## Задания
[a] Ответьте по фрагменту о Наваринской победе:
(i) Какого числа палата представителей Греции приняла резолюцию после известия о кончине Кодрингтона?
(ii) Чьи имена, кроме имени Кодрингтона, резолюция велела вырезать на скрижалях?
(iii) Где восторженно встретили английскую и русскую эскадру, вернувшиеся для исправления повреждений?
[b] Продолжите фрагмент о Наваринской победе после его последнего предложения одним абзацем в том же слоге.

Две великие победы русского флота. Наварин и Синоп
Шрифт:
Эти знаменательные строки незабвенного монарха служили верным выражением восторга, единодушно овладевшего всем русским народом при получении известия о наваринской победе. Россия предчувствовала, что после вековой борьбы со свирепым угнетателем ее единоверных братьев наконец открывается эра их действительного освобождения, и в упоении восторга она переносила свои братские чувства и на Англию, не пощадившую своей крови для оказания России содействия в геройском совершении святого дела. Те же чувства воодушевляли и все восточное христианство. Увлеченное признательностью, от берегов Савы до мыса Матапана все христианство Балканского полуострова отозвалось восторженными благодарственными приветами, безразлично обращавшимися к трем нациям-освободительницам; и впечатление это было так сильно, так глубоко, что вопреки прискорбной перемене воззрений, принципов и образа действий, по несчастию совершившейся с тех пор в политике западных кабинетов и затормозившей начатое ими вместе с Россией великое дело, – несколько лет спустя, 17 июня 1831 года, по получении известия о кончине адмирала Кодрингтона, палата представителей освобожденной Греции единодушным возгласом постановила следующую резолюцию: «Выразив глубочайшую скорбь о кончине знаменитого филэллина Эдварда Кодрингтона, в знак вечной признательности греческой нации к нему, де Риньи и Гейдену, имена их, с лавровым над ними венком, вырезать на особых скрижалях, имеющих быть поставленными в палате…» [37]
37
Courrier d’Ath`enes, от 28 июня 1831 г.
К чему стремится с тех пор завистливая относительно России политика Западной Европы, как не к тому, чтобы оспорить у России ее естественное влияние на христианский Восток!
Восторженный прием, встретивший в Мальте возвращавшиеся туда для исправления вынесенных из Наварпнской битвы повреждений английскую и русскую эскадру [38] , свидетельствует о чувствах братской солидарности и чистосердечной дружбы, установившихся между военными и морскими ратниками обеих держав под наитием взаимного уважения и взаимных наваринских услуг. Иное дело в самой Англии. Уже при Каннинге известие о бессмертной наваринской победе вызвало в ней отзывы самого противоречивого свойства. Правительство было ими озадачено. Лорд Инджестр, от 20 ноября 1827 года, писал Кодрингтону: «Известие это вызвало, по-видимому, величайшее удивление, и ни в ком не возбудило оно его в такой степени, как в министрах ее величества. Мне говорили, что все это им не нравится, что вы поторопились»… [39]
38
См. Приложение.
39
Книга Кодрингтона. Т. II. С. 139.

## Исходные данные
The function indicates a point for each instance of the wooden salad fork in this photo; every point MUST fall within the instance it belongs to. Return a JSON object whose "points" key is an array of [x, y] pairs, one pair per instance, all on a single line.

## Ответы к заданиям
[a]
(i) 17 июня 1831 года.
(ii) Имена де Риньи и Гейдена.
(iii) В Мальте.

[b]
Нет сомнения, что сам Каннинг был почти уверен в мирном исходе дела. Он не предполагал, чтобы Порта своим неисправимым упорством решилась принудить союзников к необходимости употребить силу. Действительно, к предупреждению столкновения были приняты все меры. Но Порта, очевидно, домогалась противного. Она оказалась единственною виновницей наваринского погрома. По мнению знатока турок, Кодрингтона, в письме Гейдену от 16 ноября 1828 года, «раз уже состоялся Лондонский трактат, цель союзников должна была состоять в том, чтобы немедленно же вынудить его исполнение, нравится ли то султану или нет. Имея под рукою, для вручения ему управления Грецией, такого способного человека как графа Каподистрию, надобно было определить, какая именно часть Греции должна подчиниться его правлению, и снабдить его широкими средствами для утверждения своей власти на основаниях, принятых союзными державами, как всего более соответствующими их видам». Эти слова заключали в себе целую политическую программу. Так как Лондонский трактат решительно не понравился султану, то первый шаг этой программы должен был сказаться битвой. Недаром писал Кодрингтон, что он считает Наварин «первым шагом к освобождению Греции». Наварин не только мог, но и должен бы был явиться и первым шагом к освобождению всех христиан Балканского полуострова. В этом смысле поняли его и вся Россия, и все злополучные населения, себялюбивою завистью Европы обрекаемые на роковое, подавляющее их умственное и материальное развитие рабство. С этой же точки зрения взирали на него и в Англии люди, стоящие на высоте гениальной политики Каннинга. «Я решительно того мнения, – торжественно заявил несколько времени спустя лорд Джон Россель, – что эта блистательная победа была необходимым результатом Лондонского договора; кроме того, я полагаю, что это была одна из самых честных побед, одержанных оружием какой-либо державы от начала мира».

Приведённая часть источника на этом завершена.